■ **Consigne 1**:
Comptez les lignes des rangées ci-dessous qui contiennent la chaîne « metal ». Combien y en a-t-il ? Donnez seulement ce nombre.

Le concept de chien

Pierre Baudry

« La constellation du Chien n’aboie pas. »
Spinoza, Éthique, I, scolie de la proposition 16.

Le concept de chien n’aboie pas non plus : une idée n’est pas la chose même.

Réel (étymologiquement : relatif à la chose) est un terme qui hante le discours sur le documentaire, du moins en France : cinéma du réel, écritures du réel, scénarios du réel…

Le terme a certes valeur combative : il s’agit d’opposer le documentaire à d’autres sortes de cinéma. C’est ici que cela se complique, car réel admet quantité d’antonymes : fictif, fictionnel, imaginaire, virtuel, illusoire, mensonger… La notion est très obscure et équivoque, mais chacun l’évoque sous le régime de l’évidence, comme si, entre nous, cela allait de soi.

Si l’on prend le mot au mot, réel, « relatif à la chose », il faut bien admettre que dans un discours écrit, parlé, filmique ou autre, la chose est ce dont la place peut être désignée, mais qui, fondamentalement, n’est pas présent. En ce sens, le réel peut être défini comme le reste de tout discours 1.

Le documentaire, surtout depuis l’avènement, il y a maintenant une quarantaine d’années, du cinéma direct, s’entretient volontiers de ce que le filmage et le film captent et restituent des traces, une sorte de réalité. Illusion vraie et générative, dont il est difficile de nous déprendre.

Il me semble essentiel de revenir à la définition de ce que « capte » le cinéma — documentaire ou fiction —, ce à quoi le texte de Didier Vaudène apporte des éléments éclairants de compréhension.

Nous sommes les enfants d’une ère scientifique. À preuve qu’en littérature, le genre populaire majeur inventé au XXe siècle aura été la science-fiction. Du fantastique, Roger Caillois disait que son principe est l’intrusion scandaleuse d’un phénomène contraire aux lois du monde. La science-fiction opère un tour de vis supplémentaire, qui fait surgir des phénomènes aberrants et les rend vraisemblables par la caution d’une explication pseudo-scientifique.

L’idée de science est à ce point puissante qu’elle rend acceptables, pour notre imagination, les fantasmagories les plus folles 2.

De la science-fiction, il faut donc retenir que dans notre rapport à l’idée de science, il y a aujourd’hui de la croyance. Nous avons foi en sa vérité. Nous pouvons même croire qu’elle dit le réel même.

(Télé)spectateurs, nous ingurgitons une foule d’informations sur les mœurs du puma, des Papous, de l’électron, de la raie manta, du prion, de la marmite de Papin… Perpétuelle leçon de choses (comme on disait autrefois à l’école primaire) où ce qui est délivré ne peut pas être appelé de la science, mais du savoir : des résultats d’investigations donnés comme des vérités.

La science, dans ces « documentaires scientifiques », n’est pas en jeu.

■ **Consigne 2**:
D'après le texte ci-dessus, quel est le principe du fantastique selon Roger Caillois ?

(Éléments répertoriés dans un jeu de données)
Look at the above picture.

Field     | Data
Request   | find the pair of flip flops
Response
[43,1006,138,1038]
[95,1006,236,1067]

==

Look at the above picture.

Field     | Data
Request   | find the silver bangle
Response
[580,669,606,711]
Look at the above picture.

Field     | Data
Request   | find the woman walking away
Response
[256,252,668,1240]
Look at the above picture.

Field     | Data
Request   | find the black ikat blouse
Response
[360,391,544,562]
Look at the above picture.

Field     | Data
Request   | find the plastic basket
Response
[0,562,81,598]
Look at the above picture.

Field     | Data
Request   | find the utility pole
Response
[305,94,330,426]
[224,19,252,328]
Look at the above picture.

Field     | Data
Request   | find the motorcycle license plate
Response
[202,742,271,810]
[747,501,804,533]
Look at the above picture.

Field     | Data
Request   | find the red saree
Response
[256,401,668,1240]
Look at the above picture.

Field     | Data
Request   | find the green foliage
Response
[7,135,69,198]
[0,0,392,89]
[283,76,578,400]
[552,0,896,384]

==

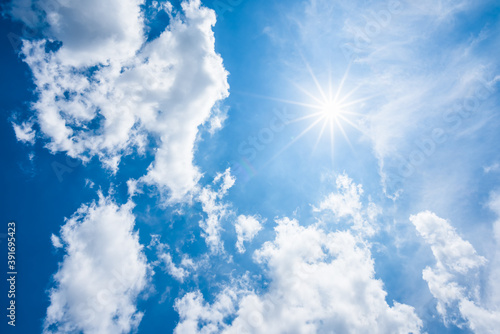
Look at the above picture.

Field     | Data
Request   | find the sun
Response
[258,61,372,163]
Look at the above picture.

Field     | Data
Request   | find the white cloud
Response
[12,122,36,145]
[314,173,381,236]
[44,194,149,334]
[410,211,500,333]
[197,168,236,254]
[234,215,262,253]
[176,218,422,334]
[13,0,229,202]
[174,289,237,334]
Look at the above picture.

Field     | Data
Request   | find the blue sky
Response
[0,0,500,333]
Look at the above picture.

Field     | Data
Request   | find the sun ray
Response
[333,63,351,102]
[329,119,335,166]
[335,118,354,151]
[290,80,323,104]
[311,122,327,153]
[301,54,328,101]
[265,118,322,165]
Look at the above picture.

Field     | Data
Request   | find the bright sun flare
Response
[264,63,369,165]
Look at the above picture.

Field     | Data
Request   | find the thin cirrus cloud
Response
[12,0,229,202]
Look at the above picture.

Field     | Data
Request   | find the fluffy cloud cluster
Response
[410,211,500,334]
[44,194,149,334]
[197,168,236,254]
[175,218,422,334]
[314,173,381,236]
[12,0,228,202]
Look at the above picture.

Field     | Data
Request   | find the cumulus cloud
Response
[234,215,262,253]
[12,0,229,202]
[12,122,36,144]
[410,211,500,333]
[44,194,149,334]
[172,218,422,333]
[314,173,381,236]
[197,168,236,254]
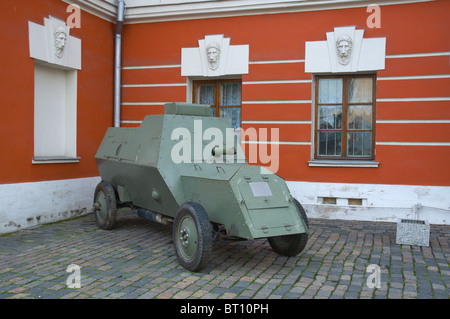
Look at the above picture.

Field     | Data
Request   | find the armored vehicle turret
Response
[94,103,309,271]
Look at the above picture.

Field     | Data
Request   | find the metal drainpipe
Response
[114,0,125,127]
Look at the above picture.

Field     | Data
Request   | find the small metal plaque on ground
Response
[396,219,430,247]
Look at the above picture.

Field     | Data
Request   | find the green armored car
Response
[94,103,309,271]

■ **Résultat de l'exercice 1**:
2

■ **Résultat de l'exercice 2**:
L'intrusion scandaleuse d'un phénomène contraire aux lois du monde.